Reproduce the entire article below on how COVID-19 will change business formalities, word for word.

EXCERPTED TEXT —
*** Block opens ***
COVID-19: Business Formalities that Will Change

When Dr. Anthony Fauci, the director of the National Institute of Allergy and Infectious Disease, recommended last week that we do away permanently with the handshake, I let out a cheer. I have long loathed shaking hands to the point that I sometimes dreaded meeting people because I would have to shake their germ-infested hand.

The first addition I made to my desk after starting my job was a large dispenser of Purell—and this was 10 years ago, well before most of us were thinking about pandemics.

What other changes should occur in business formalities? Are in-person meetings preferable or should they only happen when there is a clear advantage to meeting in-person versus online or over the phone? A company I worked for briefly as a freelancer had as its policy that e-mail communications were always preferable. That policy most likely had nothing to do with the spread of germs, but rather with efficiency. That company’s decision-makers felt that e-mail was a speedier and more effective way to communicate than face-to-face. I would agree! There’s no chance of a conversation getting diverted or the participants in the conversation walking away having forgotten what was said. The other clear advantage is no person-to-person contact. Not a bad idea, at least during cold and flu season during the winter.
*** Block closes ***
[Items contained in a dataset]
*** Block opens ***
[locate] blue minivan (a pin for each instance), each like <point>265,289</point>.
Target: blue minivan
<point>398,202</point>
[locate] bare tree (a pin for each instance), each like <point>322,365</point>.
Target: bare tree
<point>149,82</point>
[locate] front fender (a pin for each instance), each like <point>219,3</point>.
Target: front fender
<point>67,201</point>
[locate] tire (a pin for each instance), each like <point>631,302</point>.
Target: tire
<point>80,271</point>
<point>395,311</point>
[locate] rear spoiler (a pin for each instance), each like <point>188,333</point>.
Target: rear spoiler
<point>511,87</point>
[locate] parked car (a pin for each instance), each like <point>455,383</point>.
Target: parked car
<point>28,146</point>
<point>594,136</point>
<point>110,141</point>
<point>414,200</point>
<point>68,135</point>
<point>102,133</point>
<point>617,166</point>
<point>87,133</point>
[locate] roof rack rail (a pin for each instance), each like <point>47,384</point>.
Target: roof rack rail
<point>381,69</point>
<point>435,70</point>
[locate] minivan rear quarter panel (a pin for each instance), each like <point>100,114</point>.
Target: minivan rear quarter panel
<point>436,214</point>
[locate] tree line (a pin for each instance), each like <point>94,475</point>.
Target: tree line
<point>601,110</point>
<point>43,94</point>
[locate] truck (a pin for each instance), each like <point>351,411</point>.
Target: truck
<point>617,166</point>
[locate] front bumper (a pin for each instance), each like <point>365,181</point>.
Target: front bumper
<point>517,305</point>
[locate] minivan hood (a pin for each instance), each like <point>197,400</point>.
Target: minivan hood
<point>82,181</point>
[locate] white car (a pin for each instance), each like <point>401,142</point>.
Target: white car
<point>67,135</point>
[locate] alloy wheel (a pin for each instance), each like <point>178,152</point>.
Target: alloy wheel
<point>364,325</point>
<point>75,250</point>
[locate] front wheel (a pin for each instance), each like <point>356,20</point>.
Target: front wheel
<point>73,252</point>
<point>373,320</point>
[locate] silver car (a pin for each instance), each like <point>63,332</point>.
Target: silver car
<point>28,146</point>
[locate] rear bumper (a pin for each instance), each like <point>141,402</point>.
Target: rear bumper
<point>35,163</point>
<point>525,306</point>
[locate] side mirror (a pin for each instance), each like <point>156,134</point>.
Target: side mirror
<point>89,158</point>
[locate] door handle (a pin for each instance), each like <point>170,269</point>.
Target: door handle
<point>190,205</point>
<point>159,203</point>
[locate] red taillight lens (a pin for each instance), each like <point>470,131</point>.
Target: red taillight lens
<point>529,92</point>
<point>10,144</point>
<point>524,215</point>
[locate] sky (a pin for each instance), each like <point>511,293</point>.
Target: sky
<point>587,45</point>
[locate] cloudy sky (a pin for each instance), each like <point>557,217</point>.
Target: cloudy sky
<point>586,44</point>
*** Block closes ***
TASK OUTPUT —
COVID-19: Business Formalities that Will Change

When Dr. Anthony Fauci, the director of the National Institute of Allergy and Infectious Disease, recommended last week that we do away permanently with the handshake, I let out a cheer. I have long loathed shaking hands to the point that I sometimes dreaded meeting people because I would have to shake their germ-infested hand.

The first addition I made to my desk after starting my job was a large dispenser of Purell—and this was 10 years ago, well before most of us were thinking about pandemics.

What other changes should occur in business formalities? Are in-person meetings preferable or should they only happen when there is a clear advantage to meeting in-person versus online or over the phone? A company I worked for briefly as a freelancer had as its policy that e-mail communications were always preferable. That policy most likely had nothing to do with the spread of germs, but rather with efficiency. That company’s decision-makers felt that e-mail was a speedier and more effective way to communicate than face-to-face. I would agree! There’s no chance of a conversation getting diverted or the participants in the conversation walking away having forgotten what was said. The other clear advantage is no person-to-person contact. Not a bad idea, at least during cold and flu season during the winter.